→ Referring expression data
== Segment start ==

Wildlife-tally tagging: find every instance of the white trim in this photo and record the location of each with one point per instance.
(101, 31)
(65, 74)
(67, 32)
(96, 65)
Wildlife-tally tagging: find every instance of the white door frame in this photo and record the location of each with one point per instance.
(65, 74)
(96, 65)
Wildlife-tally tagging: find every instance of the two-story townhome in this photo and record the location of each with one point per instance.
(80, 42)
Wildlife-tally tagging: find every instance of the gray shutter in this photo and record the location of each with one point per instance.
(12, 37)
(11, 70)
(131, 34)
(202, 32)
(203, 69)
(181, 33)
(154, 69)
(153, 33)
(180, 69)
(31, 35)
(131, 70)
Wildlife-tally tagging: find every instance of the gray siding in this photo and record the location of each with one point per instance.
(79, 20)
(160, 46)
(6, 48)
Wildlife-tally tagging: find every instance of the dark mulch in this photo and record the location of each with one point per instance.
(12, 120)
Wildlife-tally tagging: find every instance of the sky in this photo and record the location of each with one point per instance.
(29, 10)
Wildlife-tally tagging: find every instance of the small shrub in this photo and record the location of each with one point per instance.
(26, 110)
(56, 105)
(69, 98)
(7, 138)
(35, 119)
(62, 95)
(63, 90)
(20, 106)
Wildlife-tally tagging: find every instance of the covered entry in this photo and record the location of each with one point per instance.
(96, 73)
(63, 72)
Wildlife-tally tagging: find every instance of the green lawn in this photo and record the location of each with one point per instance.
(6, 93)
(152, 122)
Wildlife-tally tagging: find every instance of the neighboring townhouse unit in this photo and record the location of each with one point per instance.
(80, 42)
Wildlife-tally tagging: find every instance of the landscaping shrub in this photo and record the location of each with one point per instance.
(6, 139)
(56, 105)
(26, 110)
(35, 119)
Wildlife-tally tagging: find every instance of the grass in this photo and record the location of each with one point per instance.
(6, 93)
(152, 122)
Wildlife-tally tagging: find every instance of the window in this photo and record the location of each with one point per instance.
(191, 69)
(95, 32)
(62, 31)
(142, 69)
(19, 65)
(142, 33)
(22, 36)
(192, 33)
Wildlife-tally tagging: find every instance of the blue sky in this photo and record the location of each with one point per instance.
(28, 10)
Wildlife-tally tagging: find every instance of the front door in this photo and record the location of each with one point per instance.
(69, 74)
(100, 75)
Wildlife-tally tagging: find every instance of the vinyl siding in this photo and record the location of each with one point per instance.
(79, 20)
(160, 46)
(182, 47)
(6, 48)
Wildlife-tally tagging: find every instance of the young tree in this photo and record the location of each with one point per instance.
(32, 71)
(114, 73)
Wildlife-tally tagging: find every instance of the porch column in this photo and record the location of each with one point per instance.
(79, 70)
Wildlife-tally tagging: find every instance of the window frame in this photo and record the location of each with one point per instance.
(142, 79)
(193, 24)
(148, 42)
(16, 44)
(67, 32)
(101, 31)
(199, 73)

== Segment end ==

Nothing but an exact transcription of the records is expected.

→ Response to the exercise
Wildlife-tally tagging: find every instance of the white trim in this photo and record the location of each with one point per instance.
(101, 31)
(65, 74)
(67, 32)
(96, 65)
Wildlife-tally tagging: find every instance of the white door frame in this photo and record the location of each with one point per instance.
(65, 74)
(96, 65)
Wildlife-tally tagging: find every instance of the two-story townhome in this photo and record the location of each with one point per instance.
(80, 42)
Wildlife-tally tagging: find every instance of the gray shutter in this photo and record the location of each with one point per instance.
(12, 37)
(11, 70)
(131, 34)
(202, 32)
(203, 69)
(181, 33)
(154, 69)
(153, 33)
(180, 69)
(31, 35)
(131, 70)
Wildlife-tally tagging: find every instance of the gray siding in this photo and record the location of each with one point per instance.
(79, 20)
(160, 46)
(6, 48)
Wildlife-tally tagging: find every instance of the dark mulch in this photo and record the location of each with one point per instance.
(12, 120)
Wildlife-tally tagging: find every instance of the sky in this photo and record the location of each with one point per instance.
(29, 10)
Wildlife-tally tagging: find every instance of the small shrub in this photo and record the location of each with one point per instance.
(26, 110)
(56, 105)
(69, 98)
(7, 138)
(35, 119)
(62, 95)
(63, 90)
(20, 106)
Wildlife-tally tagging: find every instance of the covered entry in this photo and record the location of each with one point per instance.
(96, 73)
(63, 72)
Wildlife-tally tagging: find every instance of the green lawn in this photo and record the location of each with one point per instance.
(6, 93)
(152, 122)
Wildlife-tally tagging: find every instance of the neighboring townhouse unit in this photo and record the location of each with one point per instance.
(80, 42)
Wildlife-tally tagging: find every instance of the landscaping shrub in this photo and record the location of each with one point per instance.
(6, 139)
(56, 105)
(26, 110)
(35, 119)
Wildlife-tally tagging: find every instance of the grass in this photo and record the location of each with one point per instance.
(6, 93)
(152, 122)
Wildlife-tally tagging: find every instance of the window in this photo and record the location of each with one point per instance.
(191, 69)
(95, 32)
(62, 31)
(142, 69)
(19, 65)
(142, 33)
(22, 36)
(192, 33)
Wildlife-tally tagging: find every instance of the blue sky in this photo and record the location of each with one point per instance.
(28, 10)
Wildlife-tally tagging: find every instance of the front door in this photo and record the location of each with one point per instance.
(69, 74)
(100, 75)
Wildlife-tally tagging: find every instance of the vinyl siding in this photo and record the location of each with one point per instance.
(79, 20)
(160, 46)
(182, 47)
(6, 48)
Wildlife-tally tagging: find every instance of the young tree in this photo and record the location of each with one point per instance.
(32, 71)
(114, 73)
Wildlife-tally tagging: find every instance of the porch column in this photo and record the location of each with one point per instance.
(79, 70)
Wildlife-tally tagging: find every instance of the window frame in this photo and record the location of each with one point per instance.
(142, 79)
(193, 24)
(148, 42)
(16, 44)
(67, 32)
(101, 31)
(199, 73)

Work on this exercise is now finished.